Chaudhary wastes no time and dives right in with his 4 key success factors for the software services entrepreneur.  These 4 key success factors are:

·         Talent:  Putting together the right team is essential

·         Employee Loyalty:  One must be able to keep the talent.  Chaudhary used an innovative stock plan to keep his employees loyal.

·         Find your niche:  As a small company Chaudhary took some inspiration from Al Ries and Jack Trout, authors of “Marketing Warfare”, and sought to attack his bigger competitors at their weak points, hence “win battles” but not the whole war.

·         The CEO or Owner must be the sales leader.  This is too important a role to be left to anyone else.

He tells an interesting story on how he identified potential customers.  He describes his strategy of face to face meetings and the absence of email or the phone as part of that strategy.  He did target seven cities in the US and visited them on a regular schedule.  The word “frugal” does not even begin to describe his approach.  His strategy worked and he identified people of influence and companies who had a need for his services.  His article concludes with a very brief discussion on the pitfalls that can lead to failure.  It’s not an indepth discussion on pitfalls.  Perhaps it didn’t need to be since his company was merged long before any of the pitfalls he identifies had time to get a foothold.

◆ Exercise details ◆
Answer these questions from the passage on Chaudhary's success factors.
(a) What did Chaudhary use to keep his employees loyal?
(b) How many cities in the US did he target?
(c) Which authors did he take inspiration from when finding his niche?

◆ Given entries ◆
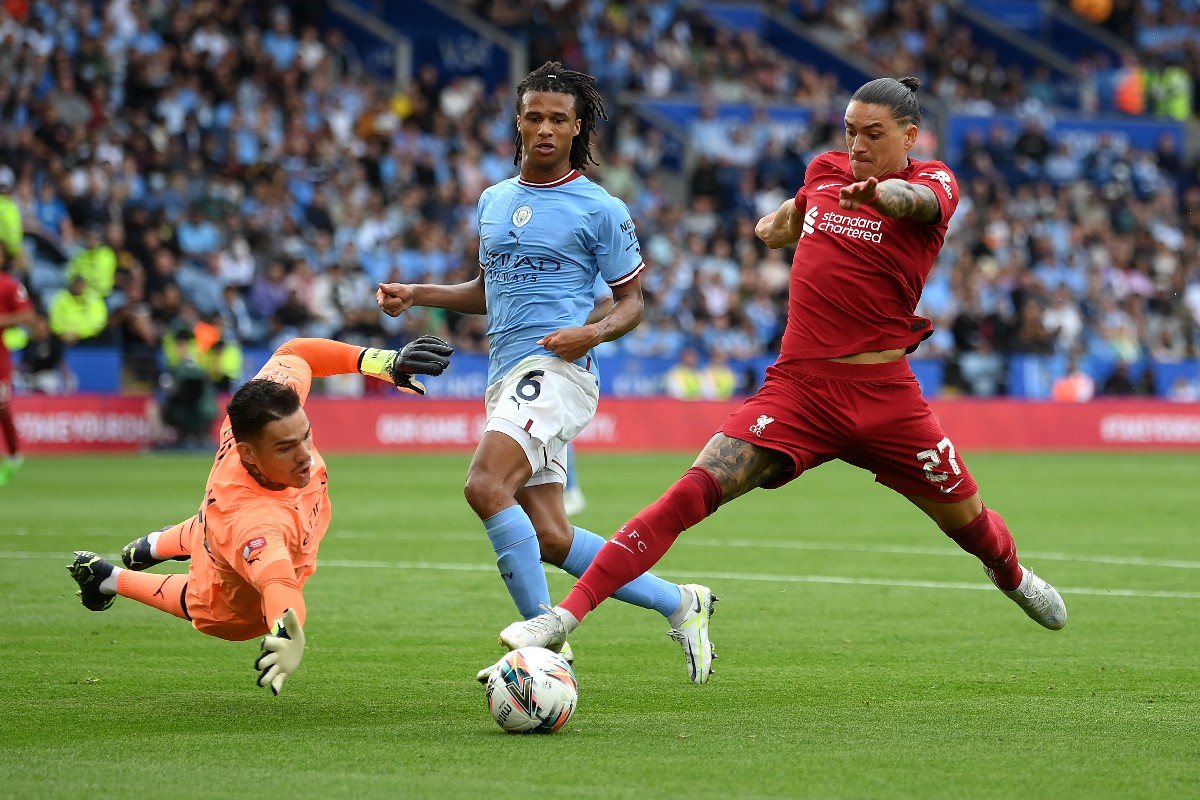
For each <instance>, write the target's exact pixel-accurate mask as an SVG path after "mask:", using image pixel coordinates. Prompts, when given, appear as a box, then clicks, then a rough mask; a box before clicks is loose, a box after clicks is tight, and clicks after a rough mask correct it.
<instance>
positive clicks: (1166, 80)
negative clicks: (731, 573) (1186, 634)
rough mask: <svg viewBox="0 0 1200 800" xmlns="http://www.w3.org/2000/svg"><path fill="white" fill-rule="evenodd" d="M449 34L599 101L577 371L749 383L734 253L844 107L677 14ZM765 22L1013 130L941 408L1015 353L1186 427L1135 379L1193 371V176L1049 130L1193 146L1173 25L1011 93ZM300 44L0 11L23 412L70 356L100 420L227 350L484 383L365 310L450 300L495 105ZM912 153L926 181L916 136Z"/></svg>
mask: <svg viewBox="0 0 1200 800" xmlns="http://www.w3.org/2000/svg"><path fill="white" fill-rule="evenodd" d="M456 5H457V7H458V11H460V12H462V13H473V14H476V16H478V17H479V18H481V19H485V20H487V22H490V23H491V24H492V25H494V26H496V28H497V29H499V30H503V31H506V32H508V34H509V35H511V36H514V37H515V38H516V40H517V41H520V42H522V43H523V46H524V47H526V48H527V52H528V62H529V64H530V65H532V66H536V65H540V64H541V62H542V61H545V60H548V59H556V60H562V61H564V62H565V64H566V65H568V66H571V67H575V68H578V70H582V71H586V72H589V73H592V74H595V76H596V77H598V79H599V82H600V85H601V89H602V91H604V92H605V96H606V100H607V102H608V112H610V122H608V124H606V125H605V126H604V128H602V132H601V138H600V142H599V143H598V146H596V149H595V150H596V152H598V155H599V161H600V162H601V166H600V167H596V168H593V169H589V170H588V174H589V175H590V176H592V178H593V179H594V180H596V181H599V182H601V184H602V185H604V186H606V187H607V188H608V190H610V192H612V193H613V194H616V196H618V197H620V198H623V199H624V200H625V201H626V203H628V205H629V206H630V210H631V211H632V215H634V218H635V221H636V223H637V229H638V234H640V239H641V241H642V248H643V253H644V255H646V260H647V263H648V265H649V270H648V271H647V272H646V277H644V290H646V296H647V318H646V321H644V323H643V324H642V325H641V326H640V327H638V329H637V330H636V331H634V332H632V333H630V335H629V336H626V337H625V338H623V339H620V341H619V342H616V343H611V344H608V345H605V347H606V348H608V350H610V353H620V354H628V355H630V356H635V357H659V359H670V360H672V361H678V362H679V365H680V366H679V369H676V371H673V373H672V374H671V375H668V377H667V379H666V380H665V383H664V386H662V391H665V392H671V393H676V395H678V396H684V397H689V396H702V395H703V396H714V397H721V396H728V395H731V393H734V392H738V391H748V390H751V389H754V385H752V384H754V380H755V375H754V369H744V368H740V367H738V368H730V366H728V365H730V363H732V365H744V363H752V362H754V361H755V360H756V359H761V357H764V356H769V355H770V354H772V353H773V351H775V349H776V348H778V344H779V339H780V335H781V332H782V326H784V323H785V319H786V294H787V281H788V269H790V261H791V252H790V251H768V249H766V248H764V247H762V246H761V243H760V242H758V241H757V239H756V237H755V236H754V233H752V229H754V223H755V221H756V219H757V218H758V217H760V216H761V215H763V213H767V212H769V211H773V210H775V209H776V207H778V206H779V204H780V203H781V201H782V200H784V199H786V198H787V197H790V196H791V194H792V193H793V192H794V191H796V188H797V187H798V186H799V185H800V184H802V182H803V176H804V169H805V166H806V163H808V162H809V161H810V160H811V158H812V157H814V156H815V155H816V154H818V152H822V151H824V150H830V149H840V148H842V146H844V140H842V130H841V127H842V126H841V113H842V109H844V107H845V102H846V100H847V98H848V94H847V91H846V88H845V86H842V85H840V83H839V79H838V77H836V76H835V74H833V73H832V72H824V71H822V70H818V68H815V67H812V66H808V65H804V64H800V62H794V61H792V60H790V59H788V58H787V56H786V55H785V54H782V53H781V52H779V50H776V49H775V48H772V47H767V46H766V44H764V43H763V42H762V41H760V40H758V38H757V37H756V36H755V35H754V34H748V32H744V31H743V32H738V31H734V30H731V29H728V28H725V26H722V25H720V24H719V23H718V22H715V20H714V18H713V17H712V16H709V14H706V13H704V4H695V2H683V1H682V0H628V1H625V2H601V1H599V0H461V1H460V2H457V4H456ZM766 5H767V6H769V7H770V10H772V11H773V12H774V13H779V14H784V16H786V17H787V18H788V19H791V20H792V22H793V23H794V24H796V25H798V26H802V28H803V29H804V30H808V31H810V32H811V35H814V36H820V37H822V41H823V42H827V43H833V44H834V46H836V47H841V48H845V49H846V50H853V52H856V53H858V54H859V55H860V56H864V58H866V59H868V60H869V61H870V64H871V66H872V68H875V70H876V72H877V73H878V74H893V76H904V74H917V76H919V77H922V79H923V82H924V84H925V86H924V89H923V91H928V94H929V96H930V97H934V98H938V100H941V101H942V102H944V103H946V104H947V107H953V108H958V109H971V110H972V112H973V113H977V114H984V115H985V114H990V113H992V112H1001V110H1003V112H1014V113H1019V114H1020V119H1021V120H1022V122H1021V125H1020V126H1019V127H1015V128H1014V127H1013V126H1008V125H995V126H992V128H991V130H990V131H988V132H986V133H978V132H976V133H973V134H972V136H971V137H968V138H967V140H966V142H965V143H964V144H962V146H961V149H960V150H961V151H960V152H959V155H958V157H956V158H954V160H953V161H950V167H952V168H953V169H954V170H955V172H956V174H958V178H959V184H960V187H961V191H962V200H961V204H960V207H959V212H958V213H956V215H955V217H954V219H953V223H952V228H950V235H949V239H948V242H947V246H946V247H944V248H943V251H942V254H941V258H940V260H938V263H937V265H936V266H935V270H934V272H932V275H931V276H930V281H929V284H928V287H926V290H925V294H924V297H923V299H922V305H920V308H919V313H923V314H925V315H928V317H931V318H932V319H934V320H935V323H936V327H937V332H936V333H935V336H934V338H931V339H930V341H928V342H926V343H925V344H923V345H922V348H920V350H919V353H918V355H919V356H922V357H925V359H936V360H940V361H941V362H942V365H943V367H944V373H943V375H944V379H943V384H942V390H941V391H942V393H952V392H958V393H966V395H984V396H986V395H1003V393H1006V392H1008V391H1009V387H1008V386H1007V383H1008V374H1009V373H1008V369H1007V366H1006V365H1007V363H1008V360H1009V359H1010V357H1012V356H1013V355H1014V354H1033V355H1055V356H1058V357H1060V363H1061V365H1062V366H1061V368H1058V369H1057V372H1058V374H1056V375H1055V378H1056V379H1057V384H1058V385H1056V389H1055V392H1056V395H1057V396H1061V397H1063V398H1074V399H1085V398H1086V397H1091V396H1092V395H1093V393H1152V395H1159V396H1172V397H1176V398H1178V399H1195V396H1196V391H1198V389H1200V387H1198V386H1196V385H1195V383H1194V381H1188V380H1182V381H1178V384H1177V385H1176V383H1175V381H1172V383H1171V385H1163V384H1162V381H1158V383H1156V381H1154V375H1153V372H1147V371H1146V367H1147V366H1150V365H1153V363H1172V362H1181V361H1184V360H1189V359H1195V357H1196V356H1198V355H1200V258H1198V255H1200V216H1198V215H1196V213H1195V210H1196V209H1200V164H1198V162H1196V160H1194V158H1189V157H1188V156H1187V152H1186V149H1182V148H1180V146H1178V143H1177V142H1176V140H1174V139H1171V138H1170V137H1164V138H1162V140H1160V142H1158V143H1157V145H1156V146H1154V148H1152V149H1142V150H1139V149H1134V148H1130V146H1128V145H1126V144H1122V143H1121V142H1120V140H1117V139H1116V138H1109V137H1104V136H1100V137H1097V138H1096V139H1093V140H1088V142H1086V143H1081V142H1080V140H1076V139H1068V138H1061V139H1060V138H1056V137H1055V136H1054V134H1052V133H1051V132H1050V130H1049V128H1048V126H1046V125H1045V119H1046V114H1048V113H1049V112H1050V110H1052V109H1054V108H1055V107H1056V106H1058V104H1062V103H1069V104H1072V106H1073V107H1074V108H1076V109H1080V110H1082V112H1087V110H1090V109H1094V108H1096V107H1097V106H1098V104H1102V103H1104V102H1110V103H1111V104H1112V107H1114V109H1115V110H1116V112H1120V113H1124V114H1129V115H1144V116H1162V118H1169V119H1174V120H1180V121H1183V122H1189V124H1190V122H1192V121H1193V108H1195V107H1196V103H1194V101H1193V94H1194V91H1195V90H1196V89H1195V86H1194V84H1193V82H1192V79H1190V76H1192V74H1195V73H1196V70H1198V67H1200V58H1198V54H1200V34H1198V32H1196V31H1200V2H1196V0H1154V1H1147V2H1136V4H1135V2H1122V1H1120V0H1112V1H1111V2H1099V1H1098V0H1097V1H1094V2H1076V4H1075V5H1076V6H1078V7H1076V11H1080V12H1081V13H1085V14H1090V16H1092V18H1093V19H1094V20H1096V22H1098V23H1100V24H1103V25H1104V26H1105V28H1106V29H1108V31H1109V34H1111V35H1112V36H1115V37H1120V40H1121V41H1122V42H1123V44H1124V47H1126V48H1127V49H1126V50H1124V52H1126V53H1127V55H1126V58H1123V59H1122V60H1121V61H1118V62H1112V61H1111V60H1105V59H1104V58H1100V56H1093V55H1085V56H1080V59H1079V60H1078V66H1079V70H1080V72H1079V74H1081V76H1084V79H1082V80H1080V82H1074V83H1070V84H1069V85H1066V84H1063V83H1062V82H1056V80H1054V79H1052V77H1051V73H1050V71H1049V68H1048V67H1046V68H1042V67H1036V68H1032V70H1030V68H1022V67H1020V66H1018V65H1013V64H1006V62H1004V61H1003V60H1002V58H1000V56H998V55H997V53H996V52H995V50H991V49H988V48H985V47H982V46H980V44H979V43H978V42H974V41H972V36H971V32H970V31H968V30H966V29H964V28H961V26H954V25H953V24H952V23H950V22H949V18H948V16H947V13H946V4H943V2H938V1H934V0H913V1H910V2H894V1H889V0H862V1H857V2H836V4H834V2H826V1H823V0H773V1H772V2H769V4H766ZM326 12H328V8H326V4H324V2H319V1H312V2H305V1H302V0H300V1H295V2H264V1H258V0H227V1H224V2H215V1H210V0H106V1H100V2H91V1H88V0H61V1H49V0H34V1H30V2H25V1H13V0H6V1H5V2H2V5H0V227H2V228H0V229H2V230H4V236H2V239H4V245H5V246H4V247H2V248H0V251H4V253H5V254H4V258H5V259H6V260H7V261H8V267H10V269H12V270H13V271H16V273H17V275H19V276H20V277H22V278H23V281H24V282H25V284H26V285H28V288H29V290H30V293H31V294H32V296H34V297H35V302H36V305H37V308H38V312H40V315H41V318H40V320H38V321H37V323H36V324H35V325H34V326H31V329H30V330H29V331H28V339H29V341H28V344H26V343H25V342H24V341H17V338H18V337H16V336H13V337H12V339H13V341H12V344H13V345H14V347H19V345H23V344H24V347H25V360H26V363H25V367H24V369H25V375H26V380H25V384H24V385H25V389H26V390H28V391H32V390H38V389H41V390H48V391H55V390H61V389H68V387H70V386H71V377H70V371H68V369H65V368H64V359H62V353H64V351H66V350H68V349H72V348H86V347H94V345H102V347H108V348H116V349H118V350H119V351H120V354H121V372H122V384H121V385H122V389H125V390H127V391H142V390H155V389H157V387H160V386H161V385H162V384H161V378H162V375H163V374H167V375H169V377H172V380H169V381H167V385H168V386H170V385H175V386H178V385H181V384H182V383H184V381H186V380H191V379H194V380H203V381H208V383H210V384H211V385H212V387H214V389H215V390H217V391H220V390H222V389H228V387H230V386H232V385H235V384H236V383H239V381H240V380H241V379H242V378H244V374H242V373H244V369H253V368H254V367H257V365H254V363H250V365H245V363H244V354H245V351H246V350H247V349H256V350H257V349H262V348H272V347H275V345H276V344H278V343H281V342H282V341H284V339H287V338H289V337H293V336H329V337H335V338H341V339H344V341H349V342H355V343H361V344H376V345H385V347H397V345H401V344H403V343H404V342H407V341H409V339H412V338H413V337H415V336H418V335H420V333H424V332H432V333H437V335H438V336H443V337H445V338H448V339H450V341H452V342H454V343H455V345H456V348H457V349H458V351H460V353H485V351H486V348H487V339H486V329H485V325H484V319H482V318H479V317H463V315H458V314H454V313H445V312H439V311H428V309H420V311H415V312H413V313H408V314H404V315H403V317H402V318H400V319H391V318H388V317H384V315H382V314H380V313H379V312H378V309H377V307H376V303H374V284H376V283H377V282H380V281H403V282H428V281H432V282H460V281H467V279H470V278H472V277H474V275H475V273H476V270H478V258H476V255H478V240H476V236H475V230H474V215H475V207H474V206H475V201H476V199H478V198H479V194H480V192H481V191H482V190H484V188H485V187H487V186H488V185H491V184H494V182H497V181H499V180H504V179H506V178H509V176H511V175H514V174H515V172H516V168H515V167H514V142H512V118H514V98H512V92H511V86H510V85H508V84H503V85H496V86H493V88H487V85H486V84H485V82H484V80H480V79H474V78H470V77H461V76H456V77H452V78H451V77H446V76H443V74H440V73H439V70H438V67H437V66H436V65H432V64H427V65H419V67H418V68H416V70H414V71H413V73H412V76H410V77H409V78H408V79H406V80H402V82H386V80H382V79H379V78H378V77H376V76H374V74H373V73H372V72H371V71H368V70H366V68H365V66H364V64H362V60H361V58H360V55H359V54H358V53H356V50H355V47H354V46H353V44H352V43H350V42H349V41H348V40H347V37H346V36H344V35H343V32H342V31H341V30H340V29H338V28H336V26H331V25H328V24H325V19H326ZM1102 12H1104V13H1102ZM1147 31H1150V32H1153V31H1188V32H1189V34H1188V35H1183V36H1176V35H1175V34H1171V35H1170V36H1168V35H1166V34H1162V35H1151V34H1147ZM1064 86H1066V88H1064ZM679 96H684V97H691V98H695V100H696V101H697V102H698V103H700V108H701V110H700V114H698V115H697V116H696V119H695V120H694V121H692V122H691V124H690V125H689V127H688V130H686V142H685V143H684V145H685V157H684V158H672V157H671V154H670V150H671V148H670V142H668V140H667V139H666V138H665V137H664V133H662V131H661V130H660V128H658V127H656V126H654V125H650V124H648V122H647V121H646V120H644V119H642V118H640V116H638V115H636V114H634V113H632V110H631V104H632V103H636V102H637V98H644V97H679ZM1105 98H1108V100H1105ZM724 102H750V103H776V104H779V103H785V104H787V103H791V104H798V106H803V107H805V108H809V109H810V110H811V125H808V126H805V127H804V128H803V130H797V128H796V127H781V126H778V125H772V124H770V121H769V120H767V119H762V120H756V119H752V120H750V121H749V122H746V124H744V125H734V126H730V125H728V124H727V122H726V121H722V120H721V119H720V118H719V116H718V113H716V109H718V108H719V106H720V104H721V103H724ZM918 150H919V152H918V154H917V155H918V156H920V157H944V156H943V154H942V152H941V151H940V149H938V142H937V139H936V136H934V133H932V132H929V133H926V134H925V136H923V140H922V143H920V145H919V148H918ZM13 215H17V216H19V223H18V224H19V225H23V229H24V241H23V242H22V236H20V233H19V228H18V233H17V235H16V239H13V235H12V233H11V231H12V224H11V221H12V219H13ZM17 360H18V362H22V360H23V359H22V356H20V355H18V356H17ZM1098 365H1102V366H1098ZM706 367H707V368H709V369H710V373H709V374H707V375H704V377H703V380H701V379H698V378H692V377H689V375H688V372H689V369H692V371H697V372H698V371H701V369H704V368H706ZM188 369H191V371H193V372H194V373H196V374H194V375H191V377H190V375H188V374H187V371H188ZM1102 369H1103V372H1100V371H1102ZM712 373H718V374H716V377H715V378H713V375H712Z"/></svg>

◆ Solved problem ◆
(a) An innovative stock plan.
(b) Seven.
(c) Al Ries and Jack Trout, authors of "Marketing Warfare."